Exercises to complete -
a) According to the cider-making and sheepdog trial transcript, which two teams currently share the top spot?
b) Extend the cider-making and sheepdog trial transcript, picking up after its final line.

═════ Given text ═════

The only trouble is at the end of the week it's fermented,


so the pigs are as drunk as pigs by then.


'Then to really get the juices going, the cheeses get pressed.'


I love the bit where it just starts pressing


and rivers of golden juice are flowing off the cloth


and into the bucket, and it's just a magical moment.


Now obviously, that over there is apple juice,


but to finish up with cider you need it to be alcoholic.


You do. So how long do you leave it to ferment?


is something we pressed on 25 October last year.


So it takes, really, six months to get it to this stage.


Do we just feed the bottles on to the end? We do.


Just push them up like that and set it down there,


'Once it gets bottled, it's finally time to taste.


'And there is one man who really can judge how heavenly this cider is.'


The moment I've been waiting for all day.


That's very good. Excellent. Yeah? Thank you.


Yeah, that suits me! You finish the bottle, then!


All I need now is a deckchair! Thanks, guys! Cheers!


Maybe we should be toasting our winner with some of that cider


At the moment, though, who takes home the One Man And His Dog title


Let's have a look. Wales and Ireland currently share the top spot,


but it's the Young Handlers and Senior scores combined


that will determine which team wins here today.


'as the Seniors, all champions in their home territories,


And they'll be facing sheepdog trialling's ultimate challenge.

═════ Material ═════

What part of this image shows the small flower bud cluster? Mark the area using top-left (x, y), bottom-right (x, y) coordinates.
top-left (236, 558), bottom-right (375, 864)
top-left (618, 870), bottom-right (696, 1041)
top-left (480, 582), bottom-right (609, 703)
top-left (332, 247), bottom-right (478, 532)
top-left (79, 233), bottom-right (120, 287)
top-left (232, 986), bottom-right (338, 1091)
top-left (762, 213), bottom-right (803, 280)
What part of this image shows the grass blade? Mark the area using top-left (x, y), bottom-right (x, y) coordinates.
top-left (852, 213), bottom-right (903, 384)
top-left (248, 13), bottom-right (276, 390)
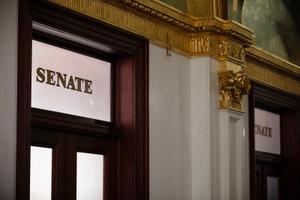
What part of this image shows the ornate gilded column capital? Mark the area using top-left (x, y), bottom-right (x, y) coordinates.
top-left (219, 70), bottom-right (251, 111)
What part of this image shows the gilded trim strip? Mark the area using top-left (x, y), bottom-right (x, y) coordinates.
top-left (49, 0), bottom-right (300, 95)
top-left (50, 0), bottom-right (253, 64)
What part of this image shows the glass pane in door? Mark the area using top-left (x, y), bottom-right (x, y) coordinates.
top-left (76, 152), bottom-right (103, 200)
top-left (267, 176), bottom-right (279, 200)
top-left (30, 146), bottom-right (52, 200)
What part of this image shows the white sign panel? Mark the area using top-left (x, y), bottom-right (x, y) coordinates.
top-left (254, 108), bottom-right (280, 154)
top-left (31, 40), bottom-right (111, 121)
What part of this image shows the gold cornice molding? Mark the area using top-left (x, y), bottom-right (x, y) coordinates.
top-left (49, 0), bottom-right (300, 98)
top-left (49, 0), bottom-right (253, 64)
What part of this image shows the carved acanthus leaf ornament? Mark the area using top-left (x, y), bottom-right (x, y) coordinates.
top-left (219, 70), bottom-right (251, 111)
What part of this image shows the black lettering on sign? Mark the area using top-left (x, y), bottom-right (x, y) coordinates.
top-left (254, 124), bottom-right (272, 137)
top-left (36, 67), bottom-right (93, 94)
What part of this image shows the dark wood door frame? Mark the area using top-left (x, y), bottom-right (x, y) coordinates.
top-left (249, 82), bottom-right (300, 200)
top-left (16, 0), bottom-right (149, 200)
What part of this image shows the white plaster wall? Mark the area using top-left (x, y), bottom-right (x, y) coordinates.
top-left (149, 44), bottom-right (191, 200)
top-left (0, 0), bottom-right (18, 200)
top-left (149, 44), bottom-right (249, 200)
top-left (190, 57), bottom-right (218, 200)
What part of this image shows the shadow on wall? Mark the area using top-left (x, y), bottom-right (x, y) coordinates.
top-left (243, 0), bottom-right (300, 65)
top-left (276, 0), bottom-right (300, 65)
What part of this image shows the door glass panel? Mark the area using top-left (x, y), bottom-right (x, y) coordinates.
top-left (267, 176), bottom-right (279, 200)
top-left (31, 40), bottom-right (111, 121)
top-left (254, 108), bottom-right (281, 154)
top-left (76, 152), bottom-right (103, 200)
top-left (30, 146), bottom-right (52, 200)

═════

The responses -
a) Wales and Ireland

b)
Instead of the Maltese Cross, they will enter the shedding ring.


Their challenge here is to hold the flock


and separate one of the two sheep wearing red collars from the rest.


and a maximum of ten points are on offer.


Only when our judges have indicated a clean split


can they regroup the sheep and move on to the pen


The first senior to be put to the test is Scotland's Michael Shearer,


a world champion, and a previous winner of One Man And His Dog.


Well, the heavens have opened here at Byland Abbey,


so a fully waterproofed Michael Shearer, with his dog Jim.


sending Jim off to the right-hand side - yes, he is.


He is giving them plenty... WHISTLE


Stopped early! Yes, he's pulled up short.


16 scored for the outrun and 9 for the lift.


Such a calm approach from both handler and dog.


You can sense even the whistles are almost relaxed, aren't they?


Well, you can see two of the sheep here have red collars on them.


They will come into play later in the shedding ring.


Oh, he's a fast dog, isn't he? Oh, he's fast, yeah,


and he's just livened them up a little bit


and he's back on the line, heading up the first drive.


17 scored for the fetch. A nice fetch.


Challenging conditions, though, to be working in.


I mean, started in rain, now the sun's in Michael's eyes.


Just 7 points lost on the cross-drive.


So we can see these two ewes here with the red collars on.


The aim is just to take one of them away from the other four.


So what's the technique here, Andy? Ah, well...


the technique is you want one of those collared sheep


to drift to the back or the front, to be on the edge.


But you're asking to get one of these sheep away from its mates,


and that's not something they naturally want to do.


There's an opportunity maybe shaping up here.


And they've accepted that. Good single.


9 scored for that, just 1 point dropped.


What a benchmark this trial is proving to be.


And all five have to be in the pen. Come by.


Come out. They're just milling a little.


It's just whether or not they've seen the opening behind them.


Oh, this looks very, very professional indeed. Yeah.


What a round, then, for Michael and Jim.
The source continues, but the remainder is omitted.